## Action item
Only a number is wanted: how many lines in the listing contain the word "sample"?

## Supplied entries
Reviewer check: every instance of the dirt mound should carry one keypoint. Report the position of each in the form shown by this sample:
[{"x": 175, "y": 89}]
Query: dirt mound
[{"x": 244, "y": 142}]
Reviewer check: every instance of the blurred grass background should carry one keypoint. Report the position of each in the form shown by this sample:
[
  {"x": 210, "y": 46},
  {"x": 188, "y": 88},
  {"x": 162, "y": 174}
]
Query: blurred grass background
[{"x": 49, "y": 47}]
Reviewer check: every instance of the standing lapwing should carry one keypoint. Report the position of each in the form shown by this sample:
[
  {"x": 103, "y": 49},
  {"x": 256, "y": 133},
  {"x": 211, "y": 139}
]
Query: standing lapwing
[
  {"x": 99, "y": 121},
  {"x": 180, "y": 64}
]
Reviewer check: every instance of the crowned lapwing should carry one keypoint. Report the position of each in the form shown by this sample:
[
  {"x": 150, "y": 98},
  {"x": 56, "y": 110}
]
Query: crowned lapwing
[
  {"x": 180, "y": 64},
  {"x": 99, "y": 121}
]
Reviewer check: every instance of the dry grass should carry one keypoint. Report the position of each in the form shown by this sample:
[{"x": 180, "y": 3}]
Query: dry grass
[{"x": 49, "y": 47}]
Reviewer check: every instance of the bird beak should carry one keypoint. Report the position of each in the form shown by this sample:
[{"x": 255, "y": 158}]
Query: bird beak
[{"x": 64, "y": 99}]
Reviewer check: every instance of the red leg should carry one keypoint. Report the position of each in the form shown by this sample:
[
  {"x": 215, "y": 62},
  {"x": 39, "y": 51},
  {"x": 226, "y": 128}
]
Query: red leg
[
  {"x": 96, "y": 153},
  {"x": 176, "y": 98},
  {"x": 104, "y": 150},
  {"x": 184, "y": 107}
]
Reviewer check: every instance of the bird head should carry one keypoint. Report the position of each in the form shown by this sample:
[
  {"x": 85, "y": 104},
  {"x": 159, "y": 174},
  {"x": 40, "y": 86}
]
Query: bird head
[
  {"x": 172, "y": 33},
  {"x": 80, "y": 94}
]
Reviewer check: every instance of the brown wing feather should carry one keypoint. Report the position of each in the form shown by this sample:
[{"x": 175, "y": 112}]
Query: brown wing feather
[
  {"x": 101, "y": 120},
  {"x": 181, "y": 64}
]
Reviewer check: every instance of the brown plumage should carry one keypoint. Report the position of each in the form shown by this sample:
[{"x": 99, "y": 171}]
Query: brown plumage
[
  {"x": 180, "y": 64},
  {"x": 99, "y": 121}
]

---

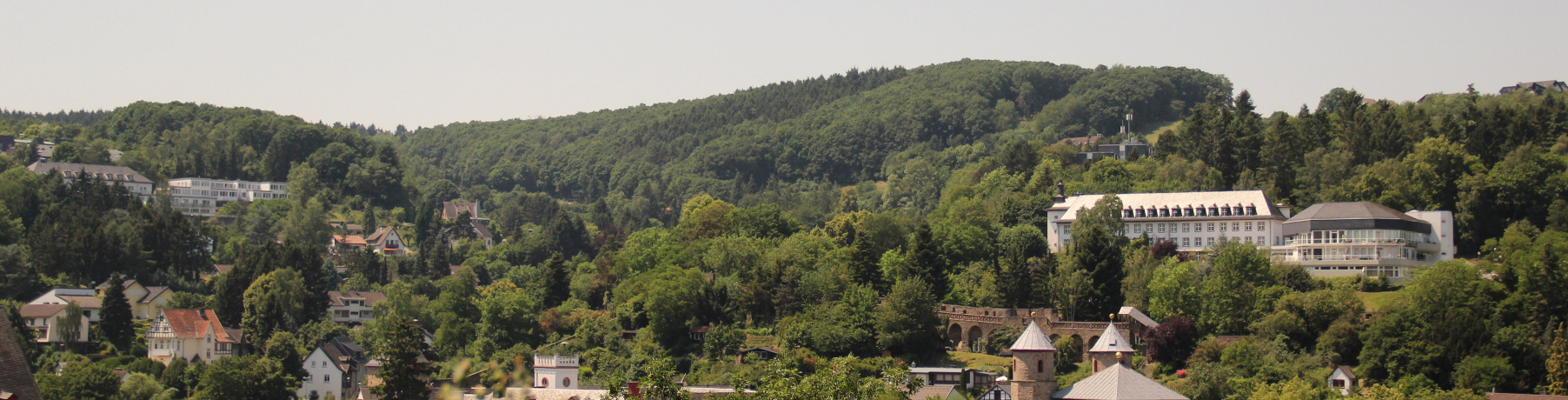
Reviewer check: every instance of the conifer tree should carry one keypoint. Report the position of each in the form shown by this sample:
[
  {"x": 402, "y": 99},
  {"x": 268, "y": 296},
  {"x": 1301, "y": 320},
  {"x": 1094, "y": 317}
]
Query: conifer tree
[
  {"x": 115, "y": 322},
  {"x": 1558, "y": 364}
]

## Result below
11